§ The problem: Render the records below as a Markdown table with two columns, "No." for the row number and "Text" for the line. Put one line in each row, skip blank lines, and leave out the pictures.

§ Data provided:
______________________________

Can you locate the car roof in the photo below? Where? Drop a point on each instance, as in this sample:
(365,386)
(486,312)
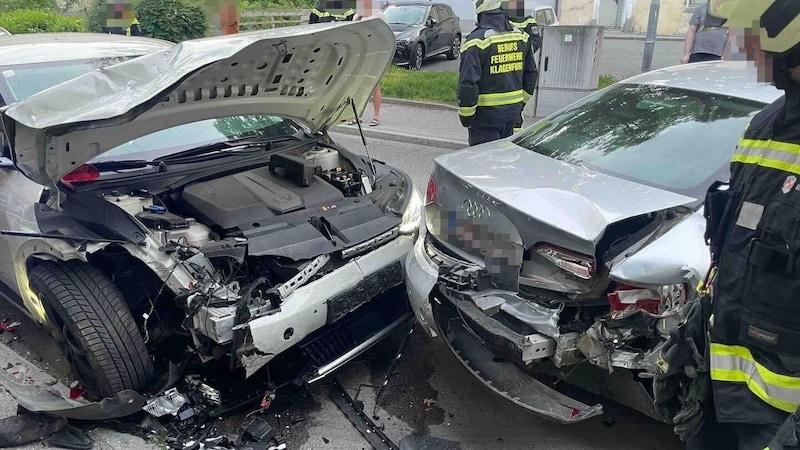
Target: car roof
(731,78)
(35,48)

______________________________

§ Exercise response:
| No. | Text |
|---|---|
| 1 | Can you locate the car roof in the photo below? Where? Drop a point on each instance, as in this sample: |
| 2 | (365,386) |
| 3 | (486,312) |
| 4 | Target: car roof |
| 5 | (731,78) |
| 6 | (35,48) |